Source records:
============================================================

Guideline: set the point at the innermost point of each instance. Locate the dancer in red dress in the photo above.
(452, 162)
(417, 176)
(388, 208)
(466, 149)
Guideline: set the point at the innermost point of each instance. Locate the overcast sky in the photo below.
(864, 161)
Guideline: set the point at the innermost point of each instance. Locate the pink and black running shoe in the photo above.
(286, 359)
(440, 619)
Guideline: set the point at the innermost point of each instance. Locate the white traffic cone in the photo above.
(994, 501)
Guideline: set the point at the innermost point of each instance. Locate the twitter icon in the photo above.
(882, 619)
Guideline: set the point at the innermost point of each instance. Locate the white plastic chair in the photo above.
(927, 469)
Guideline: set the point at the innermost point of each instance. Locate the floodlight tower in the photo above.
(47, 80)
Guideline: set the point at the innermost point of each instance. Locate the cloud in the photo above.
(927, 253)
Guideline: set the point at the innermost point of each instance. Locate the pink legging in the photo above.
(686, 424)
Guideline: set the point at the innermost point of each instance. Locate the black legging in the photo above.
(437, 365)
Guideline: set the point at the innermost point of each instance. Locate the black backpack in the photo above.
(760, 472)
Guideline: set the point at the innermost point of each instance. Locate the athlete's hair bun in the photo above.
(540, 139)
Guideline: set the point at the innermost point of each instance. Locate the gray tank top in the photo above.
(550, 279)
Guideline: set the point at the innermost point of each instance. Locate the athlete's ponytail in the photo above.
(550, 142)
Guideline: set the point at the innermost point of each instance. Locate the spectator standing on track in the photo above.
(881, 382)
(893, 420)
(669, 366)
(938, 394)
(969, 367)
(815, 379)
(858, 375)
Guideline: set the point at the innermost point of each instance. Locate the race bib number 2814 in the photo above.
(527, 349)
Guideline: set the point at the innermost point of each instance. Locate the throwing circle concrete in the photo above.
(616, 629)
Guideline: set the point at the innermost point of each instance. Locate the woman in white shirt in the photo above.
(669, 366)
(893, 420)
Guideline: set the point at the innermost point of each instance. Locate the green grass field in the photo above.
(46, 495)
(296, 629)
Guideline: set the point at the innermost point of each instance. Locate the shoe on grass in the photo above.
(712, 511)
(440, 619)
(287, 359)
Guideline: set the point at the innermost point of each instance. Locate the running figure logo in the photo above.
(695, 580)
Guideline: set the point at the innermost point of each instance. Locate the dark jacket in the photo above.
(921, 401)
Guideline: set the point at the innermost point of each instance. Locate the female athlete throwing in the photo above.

============================================================

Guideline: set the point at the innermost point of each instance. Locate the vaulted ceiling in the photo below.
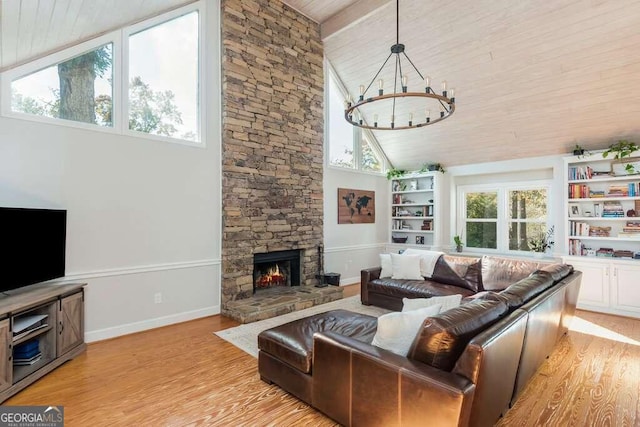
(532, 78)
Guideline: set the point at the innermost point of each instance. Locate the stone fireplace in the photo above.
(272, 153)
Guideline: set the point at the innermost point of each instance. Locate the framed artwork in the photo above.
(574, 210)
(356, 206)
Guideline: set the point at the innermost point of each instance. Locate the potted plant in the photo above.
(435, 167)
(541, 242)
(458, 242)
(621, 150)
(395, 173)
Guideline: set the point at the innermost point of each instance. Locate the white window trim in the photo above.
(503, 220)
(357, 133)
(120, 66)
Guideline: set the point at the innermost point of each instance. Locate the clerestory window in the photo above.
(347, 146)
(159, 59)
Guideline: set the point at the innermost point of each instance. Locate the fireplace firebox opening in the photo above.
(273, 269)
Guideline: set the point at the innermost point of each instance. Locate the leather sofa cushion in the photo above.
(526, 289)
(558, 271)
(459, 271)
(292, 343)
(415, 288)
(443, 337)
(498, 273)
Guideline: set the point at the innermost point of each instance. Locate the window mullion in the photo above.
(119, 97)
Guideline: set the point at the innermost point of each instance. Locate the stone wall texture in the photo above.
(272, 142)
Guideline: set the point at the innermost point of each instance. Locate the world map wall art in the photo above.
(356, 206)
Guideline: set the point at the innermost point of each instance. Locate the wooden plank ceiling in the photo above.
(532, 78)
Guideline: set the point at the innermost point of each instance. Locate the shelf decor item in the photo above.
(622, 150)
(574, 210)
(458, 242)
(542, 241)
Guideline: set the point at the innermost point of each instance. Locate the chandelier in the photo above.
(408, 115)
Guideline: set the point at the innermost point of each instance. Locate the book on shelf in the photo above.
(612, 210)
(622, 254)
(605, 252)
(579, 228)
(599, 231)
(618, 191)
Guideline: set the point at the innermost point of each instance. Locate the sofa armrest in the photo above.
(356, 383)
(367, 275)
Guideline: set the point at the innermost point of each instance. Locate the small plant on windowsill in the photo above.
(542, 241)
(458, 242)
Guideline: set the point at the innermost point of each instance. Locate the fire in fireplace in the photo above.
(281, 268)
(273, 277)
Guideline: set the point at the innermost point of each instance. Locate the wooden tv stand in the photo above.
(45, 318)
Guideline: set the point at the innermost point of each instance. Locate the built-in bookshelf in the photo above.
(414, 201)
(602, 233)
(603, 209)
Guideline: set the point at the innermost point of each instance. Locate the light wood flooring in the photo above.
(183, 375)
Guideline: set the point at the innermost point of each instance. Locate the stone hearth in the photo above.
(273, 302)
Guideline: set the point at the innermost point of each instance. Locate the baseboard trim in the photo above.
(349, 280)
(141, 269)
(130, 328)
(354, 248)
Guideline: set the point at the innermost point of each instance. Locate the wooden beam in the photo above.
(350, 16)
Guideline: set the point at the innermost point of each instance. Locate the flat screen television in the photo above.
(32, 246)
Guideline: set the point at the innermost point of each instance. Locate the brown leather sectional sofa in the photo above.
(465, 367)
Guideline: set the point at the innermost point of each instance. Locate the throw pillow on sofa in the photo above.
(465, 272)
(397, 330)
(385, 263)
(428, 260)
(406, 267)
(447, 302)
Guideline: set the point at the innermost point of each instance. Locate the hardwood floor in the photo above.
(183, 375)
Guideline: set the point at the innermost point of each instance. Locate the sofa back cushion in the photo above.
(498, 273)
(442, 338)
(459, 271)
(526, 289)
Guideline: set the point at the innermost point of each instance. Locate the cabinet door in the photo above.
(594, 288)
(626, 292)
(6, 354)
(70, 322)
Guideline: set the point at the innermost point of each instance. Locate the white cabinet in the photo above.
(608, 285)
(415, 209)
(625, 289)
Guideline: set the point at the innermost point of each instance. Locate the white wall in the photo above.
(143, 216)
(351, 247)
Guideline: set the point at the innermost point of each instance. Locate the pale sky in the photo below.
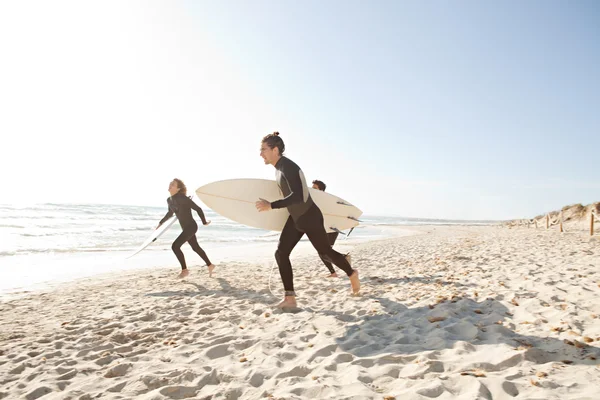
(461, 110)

============================================================

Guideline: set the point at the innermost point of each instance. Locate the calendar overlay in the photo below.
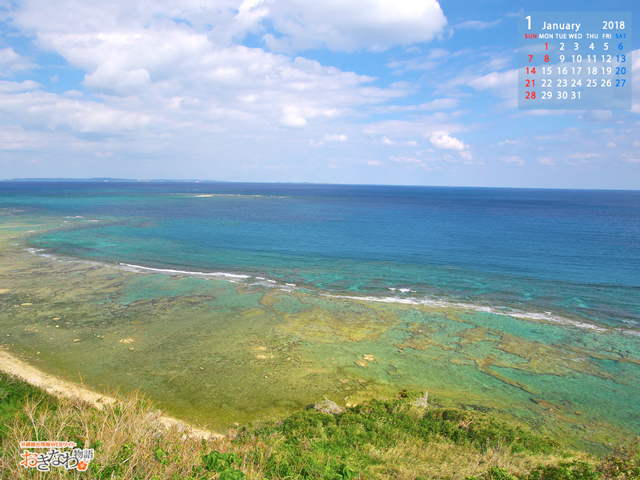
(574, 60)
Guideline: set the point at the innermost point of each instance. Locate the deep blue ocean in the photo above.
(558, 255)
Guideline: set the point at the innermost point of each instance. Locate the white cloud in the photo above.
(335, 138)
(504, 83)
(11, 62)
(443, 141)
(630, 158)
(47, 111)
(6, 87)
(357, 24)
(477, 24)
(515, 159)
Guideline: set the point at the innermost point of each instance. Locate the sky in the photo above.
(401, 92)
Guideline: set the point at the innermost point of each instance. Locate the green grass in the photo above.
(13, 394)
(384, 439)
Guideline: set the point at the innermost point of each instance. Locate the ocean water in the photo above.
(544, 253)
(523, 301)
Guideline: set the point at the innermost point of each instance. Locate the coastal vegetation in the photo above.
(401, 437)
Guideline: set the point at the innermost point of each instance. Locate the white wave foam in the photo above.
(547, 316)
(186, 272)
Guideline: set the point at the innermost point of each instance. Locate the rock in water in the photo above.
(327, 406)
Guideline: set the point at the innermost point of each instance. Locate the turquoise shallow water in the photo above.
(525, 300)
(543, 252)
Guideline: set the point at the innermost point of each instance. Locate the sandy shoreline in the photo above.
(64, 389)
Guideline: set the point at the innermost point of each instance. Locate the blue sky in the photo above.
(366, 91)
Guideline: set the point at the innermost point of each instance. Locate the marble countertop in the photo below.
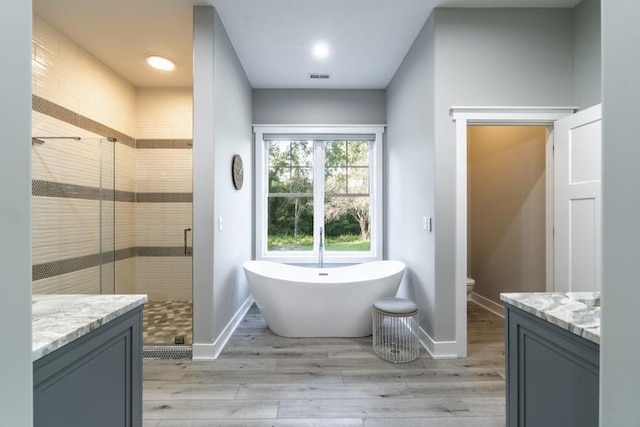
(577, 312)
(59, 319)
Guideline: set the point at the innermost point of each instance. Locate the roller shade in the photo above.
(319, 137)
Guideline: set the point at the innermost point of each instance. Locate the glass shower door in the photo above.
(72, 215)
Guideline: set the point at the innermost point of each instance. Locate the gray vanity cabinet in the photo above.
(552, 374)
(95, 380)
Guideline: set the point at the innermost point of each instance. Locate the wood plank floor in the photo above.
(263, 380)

============================================================

Problem description:
Set down, exactly as they stand above, the lines starting with the line with "logo in the photo above." and going on through the line with "throwing in the photo above.", and no others.

Exercise output:
Guideline: set the point at the innermost point of each instance. Locate the running figure logo in the photo above.
(695, 580)
Guideline: set the point at the innermost point of each instance. Locate the dark jacket in the photo above.
(921, 401)
Guideline: set the point at the innermost point of each instance. Locate the female athlete throwing in the photo above.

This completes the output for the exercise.